Print all entries precisely as they are written.

═══ Raw records

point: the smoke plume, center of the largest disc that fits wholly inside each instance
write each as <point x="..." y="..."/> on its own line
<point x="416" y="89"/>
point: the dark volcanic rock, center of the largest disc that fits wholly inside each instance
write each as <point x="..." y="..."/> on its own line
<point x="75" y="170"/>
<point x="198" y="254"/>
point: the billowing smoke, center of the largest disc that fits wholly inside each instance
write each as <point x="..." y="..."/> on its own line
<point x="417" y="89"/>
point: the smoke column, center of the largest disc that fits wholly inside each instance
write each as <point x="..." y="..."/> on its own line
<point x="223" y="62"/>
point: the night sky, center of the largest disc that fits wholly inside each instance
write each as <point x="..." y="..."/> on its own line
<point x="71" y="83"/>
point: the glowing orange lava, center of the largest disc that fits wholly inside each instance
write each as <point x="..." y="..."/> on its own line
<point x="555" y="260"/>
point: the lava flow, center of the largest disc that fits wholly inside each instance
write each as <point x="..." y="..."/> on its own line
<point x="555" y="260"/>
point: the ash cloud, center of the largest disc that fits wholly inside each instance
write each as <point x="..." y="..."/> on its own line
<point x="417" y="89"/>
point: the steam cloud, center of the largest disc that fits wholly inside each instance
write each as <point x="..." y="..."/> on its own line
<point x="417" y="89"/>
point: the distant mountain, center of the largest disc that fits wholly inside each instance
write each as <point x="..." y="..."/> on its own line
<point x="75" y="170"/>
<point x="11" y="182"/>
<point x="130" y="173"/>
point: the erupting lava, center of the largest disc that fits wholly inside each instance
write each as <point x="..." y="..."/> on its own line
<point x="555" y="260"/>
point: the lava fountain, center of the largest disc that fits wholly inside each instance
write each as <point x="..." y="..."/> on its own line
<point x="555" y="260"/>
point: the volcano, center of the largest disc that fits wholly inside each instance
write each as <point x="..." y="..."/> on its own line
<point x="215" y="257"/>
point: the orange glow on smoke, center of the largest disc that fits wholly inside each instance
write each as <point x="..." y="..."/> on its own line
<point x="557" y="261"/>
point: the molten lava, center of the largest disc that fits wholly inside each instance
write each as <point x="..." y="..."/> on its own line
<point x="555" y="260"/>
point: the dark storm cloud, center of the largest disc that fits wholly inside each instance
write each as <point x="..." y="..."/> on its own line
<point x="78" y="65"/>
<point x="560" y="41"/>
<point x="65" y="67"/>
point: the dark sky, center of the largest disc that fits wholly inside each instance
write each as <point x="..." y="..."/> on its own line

══════

Right answer:
point: the smoke plume, center of the largest disc that fits wholly inside each instance
write each as <point x="..." y="..."/> on its own line
<point x="416" y="89"/>
point: the dark volcanic rock, center of the largest disc that fits wholly inside each instance
write each as <point x="..." y="..."/> on its own line
<point x="75" y="170"/>
<point x="198" y="254"/>
point: the billowing smoke, center of the largest disc that fits wholly inside each instance
write each as <point x="..." y="..."/> on its own line
<point x="417" y="89"/>
point: the smoke column, center of the largest disc that fits wholly inside each instance
write each as <point x="..." y="..."/> on its own line
<point x="223" y="62"/>
point: the night sky, center of the largest disc that fits wholly inside each instance
write each as <point x="..." y="..."/> on its own line
<point x="71" y="83"/>
point: the glowing orange lava, center of the largest disc that fits wholly inside each instance
write each as <point x="..." y="..."/> on its own line
<point x="555" y="260"/>
point: the lava flow, center of the largest disc that fits wholly inside each instance
write each as <point x="..." y="..."/> on its own line
<point x="555" y="260"/>
point: the ash cloud, center of the largest disc that fits wholly inside each instance
write each as <point x="..." y="..."/> on its own line
<point x="417" y="89"/>
point: the steam cloud, center of the largest disc that fits wholly inside each instance
write each as <point x="..." y="..."/> on its own line
<point x="417" y="89"/>
point: the distant mountain, center of the largest disc that fits wholly inside each instance
write each as <point x="..." y="..."/> on its own line
<point x="75" y="170"/>
<point x="11" y="182"/>
<point x="130" y="173"/>
point: the erupting lava, center of the largest disc that fits wholly inside each instance
write each as <point x="..." y="..."/> on its own line
<point x="555" y="260"/>
point: the lava fountain, center of the largest disc that fits wholly inside each instance
write each as <point x="..." y="..."/> on its own line
<point x="555" y="260"/>
point: the volcano, center of the largest disc that fits wholly inside each instance
write each as <point x="..." y="..."/> on its own line
<point x="215" y="257"/>
point: the orange glow on smoke, center of the largest disc that fits wholly inside each instance
write each as <point x="..." y="..."/> on its own line
<point x="557" y="261"/>
point: the molten lava, center of the largest disc that fits wholly inside each instance
write each as <point x="..." y="..."/> on its own line
<point x="555" y="260"/>
point: the dark storm cloud, center of the largest disc that fits wholly inside each instance
write each as <point x="..." y="..."/> on its own line
<point x="78" y="65"/>
<point x="560" y="41"/>
<point x="65" y="67"/>
point: the dark sky, center of the largest disc that fits wholly inside each instance
write each as <point x="..." y="..."/> on its own line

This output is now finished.